> [EXTRACTED RECORDS]
──────────
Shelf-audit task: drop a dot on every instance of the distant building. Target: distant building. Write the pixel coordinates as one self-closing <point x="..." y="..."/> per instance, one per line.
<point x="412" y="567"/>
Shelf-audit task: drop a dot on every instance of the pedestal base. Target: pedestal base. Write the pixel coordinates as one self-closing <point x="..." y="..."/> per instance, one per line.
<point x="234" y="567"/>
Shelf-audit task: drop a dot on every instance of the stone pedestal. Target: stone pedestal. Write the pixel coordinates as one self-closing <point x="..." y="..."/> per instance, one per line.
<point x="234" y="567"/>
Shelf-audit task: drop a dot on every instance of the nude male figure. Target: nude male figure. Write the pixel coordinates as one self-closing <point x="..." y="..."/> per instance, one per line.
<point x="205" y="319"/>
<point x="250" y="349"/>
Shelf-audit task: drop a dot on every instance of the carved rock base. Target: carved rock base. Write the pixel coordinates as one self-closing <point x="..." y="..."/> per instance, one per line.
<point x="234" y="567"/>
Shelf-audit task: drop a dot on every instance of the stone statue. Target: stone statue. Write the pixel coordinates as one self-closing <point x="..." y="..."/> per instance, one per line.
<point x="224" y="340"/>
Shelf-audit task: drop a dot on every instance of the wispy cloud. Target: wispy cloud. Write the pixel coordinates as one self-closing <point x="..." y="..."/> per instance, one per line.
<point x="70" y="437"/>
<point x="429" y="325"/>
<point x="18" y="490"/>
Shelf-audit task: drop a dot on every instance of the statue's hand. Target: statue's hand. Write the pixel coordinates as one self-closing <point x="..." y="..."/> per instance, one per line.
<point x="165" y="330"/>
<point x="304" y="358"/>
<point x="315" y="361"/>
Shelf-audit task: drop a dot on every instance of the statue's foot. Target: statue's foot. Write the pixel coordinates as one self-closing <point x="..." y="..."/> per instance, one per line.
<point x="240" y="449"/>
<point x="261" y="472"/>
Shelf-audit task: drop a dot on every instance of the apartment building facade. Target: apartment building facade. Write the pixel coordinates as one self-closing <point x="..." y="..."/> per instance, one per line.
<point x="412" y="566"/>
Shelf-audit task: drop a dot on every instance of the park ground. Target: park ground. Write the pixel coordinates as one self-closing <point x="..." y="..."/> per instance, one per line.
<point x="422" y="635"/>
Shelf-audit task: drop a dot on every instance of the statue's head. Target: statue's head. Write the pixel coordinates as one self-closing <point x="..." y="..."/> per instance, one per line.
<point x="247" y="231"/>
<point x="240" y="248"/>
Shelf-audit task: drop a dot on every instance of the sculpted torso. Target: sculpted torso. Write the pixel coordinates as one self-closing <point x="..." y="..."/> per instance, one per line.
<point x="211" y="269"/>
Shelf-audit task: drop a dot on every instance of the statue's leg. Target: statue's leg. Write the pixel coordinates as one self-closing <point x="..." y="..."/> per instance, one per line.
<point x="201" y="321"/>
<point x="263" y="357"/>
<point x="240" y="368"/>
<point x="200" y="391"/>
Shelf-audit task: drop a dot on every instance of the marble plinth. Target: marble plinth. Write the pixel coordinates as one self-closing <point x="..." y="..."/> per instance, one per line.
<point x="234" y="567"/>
──────────
> [TASK GOAL] Repeat, without changes, every line from the one that contains "Shelf-audit task: drop a dot on every instance of the park" through the final line of the data.

> [RESULT]
Shelf-audit task: drop a dot on every instance of the park ground. Target: park ground. Write the pixel coordinates as one self-closing <point x="..." y="..."/> per instance, one per line.
<point x="422" y="635"/>
Shelf-audit task: drop a dot on every instance of the statue's head. Target: statue's head. Write the pixel coordinates as one self-closing <point x="..." y="..."/> per instance, one per line.
<point x="247" y="231"/>
<point x="240" y="248"/>
Shelf-audit task: drop a dot on every instance of the sculpted torso. Target: sculpted torso. Write the pixel coordinates as one self-closing <point x="..." y="..."/> per instance, one per line.
<point x="211" y="269"/>
Shelf-audit task: drop a dot on every instance of the statue's leg. Target: statue's leg. Write the pixel coordinates as one self-closing <point x="..." y="..."/> per instance, one per line.
<point x="201" y="321"/>
<point x="263" y="357"/>
<point x="240" y="368"/>
<point x="200" y="391"/>
Shelf-audit task: drop a dot on every instance of the marble plinth. Target: marble plinth. Write the pixel coordinates as one self-closing <point x="..." y="..."/> per instance, one per line.
<point x="234" y="567"/>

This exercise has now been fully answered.